7.0’Yİ GEÇERSE TSUNAMİ OLUŞABİLİR
Marmaris’te yaşanan depremlerin ise çok daha farklı bir ortamda meydana geldiğine işaret eden Prof.Dr. Sözbilir, “O bölge Türkiye karasının deniz kısmı. Orada Doğu Akdeniz dediğimiz yerde Türkiye ile Afrika levhasının sınırını oluşturan çok büyük ölçekli fay var. Bu fay Arnavutluk’tan başlıyor, Girit Adası’ndan geçiyor. Bir kolu Marmaris ve Rodos Adası’na uzanıyor, bir kolu da karada Fethiye-Burdur hattı boyunca karanın içine yerleşiyor. Diğer kolu ise Girit’ten Kıbrıs ve Antakya’ya kadar uzanıyor. Doğu Akdeniz dediğimiz bölgede denizin altında çok büyük ölçekli bir fay hattı var. Bu fay hattının Helen Dalma-Batma Zonu, Ege Yayı, Kıbrıs Yayı, Girit Yayı gibi farklı isimleri var. Bu fay tarihsel dönemler dediğimiz 1900’den önce 8.0 şiddetine varan mega depremler üretmiştir. 7.0 ve 7.5 civarında depremler ürettiğinde Türkiye’nin güneybatı kıyıları tsunami yaşamıştır. Dolayısıyla Girit’te ve Marmaris’in güneyindeki faylar 7.0 ve 7.0’yi geçen depremler üretirlerse tsunami anlamında bizim Muğla, Marmaris, Bodrum, Fethiye, Antalya’dan İskenderun’a kadar olan sahil kesiminde tsunami tehlikesi ile karşı karşıya kalabilir. Muğla, Bodrum, Kuşadası ve İzmir’e kadar etkisini gösterebilecek tsunami tehlikesi yaşanabilir” şeklinde konuştu.
DERİN ODAKLI BİR FAY
Marmaris depreminde odak derinliğinin 60 km civarında olduğunu belirten Prof.Dr. Sözbilir, “Böyle depremler normal şartlarda Türkiye’nin kara kısmında olmayan depremlerdir. Türkiye’nin kara kısmında fayların ürettiği depremlerin odak derinliği 5 km ile 15 km arasında değişmektedir. Daha derinde deprem olmaz. Daha derindeki kayalar kırılarak deprem üretmez ve sönümlenirler. Ama bizim Doğu Akdeniz ve Ege’nin altındaki faylar Helen Dalma-Batma Zonu nedeniyle 300 km’ye varan derinlikte depremler üretebilir. Şu anda oluşan depremde bizim hemen Fethiye-Burdur fay zonunun güney uzantısı olarak kabul edilen ve yabancıların Pliny Transform dedikleri bir fayın ucunda gerçekleşti. Bu Helen Dalma-Batma Zonu ile bağlantılı bir fay bu. Onun için daha derin odaklı depremler üretebilecek derin odaklı bir fay. Bu fayın hemen batısında Marmaris’in Bozburun Yarımadası dediğimiz yerde doğu-batı uzanımlı faylar var. Bu faya göre daha küçük ölçekli ama bu fay ile bağlantısı olan faylar bunlar. Daha sığ oldukları için 5.0 şiddetinde ve 10 km derinlikte depremler üretiyorlar. Şimdi bu devam eden artçılara baktığımızda bazı artçıların derinliği 5-10 km derinliği gösteriyor. Bu bazı faylarında kırılmaya başladığı anlamına gelebilir. Dünkü depremden sonra olan depremlerin hepsi artçı olmayabilir. Oradaki ana faya bağlı yan fay kolları da deprem üretmeye başladı gibi görünüyor. Daha sığ odaklı depremler olmaya başladı. Kırılmaların karaya geçmesi durumunda Bozburun, Selimiye, Bakırköy, Osmaniye, Datça gibi ilçelerde sıkıntılı durumlar
Yaşanabilir” diye konuştu.

**Görev:** Marmaris depremini ve tsunami tehlikesini anlatan metni kaldığı yerden sürdürün.

**Kayıtlı veriler:**
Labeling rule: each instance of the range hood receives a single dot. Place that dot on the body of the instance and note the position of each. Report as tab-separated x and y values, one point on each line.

**Yazılı yanıt:**
İKİ BÖLGE TEHLİKE SINIRINDA
Muğla’nın güneyindeki depremlerin tetiklenme sürecinin 2 Mayıs’ta Girit’te meydana gelen 6.4 büyüklüğündeki deprem ile başladığını belirten Prof.Dr. Sözbilir, “Şu anda depremler kuzeye doğru kaymış durumda. Karaya doğru devam ederse Fethiye-Burdur tarafında Denizli’ye kadar olan hat tehlikeli duruma geçecektir. Bu fay için bunu söyleyebiliriz. Akhisar için ise Balıkesir-İzmir transfer zonunun etrafında gelişen olaylar bunlar. Gerilimi transfer eden bu zonlar güneye doğru kayarsa İzmir fayları, kuzeye doğru kayarsa Simav fayları devreye girmiş olacak. Şu anda bu iki bölge tehlike sınırına girmiş durumdadır” dedi.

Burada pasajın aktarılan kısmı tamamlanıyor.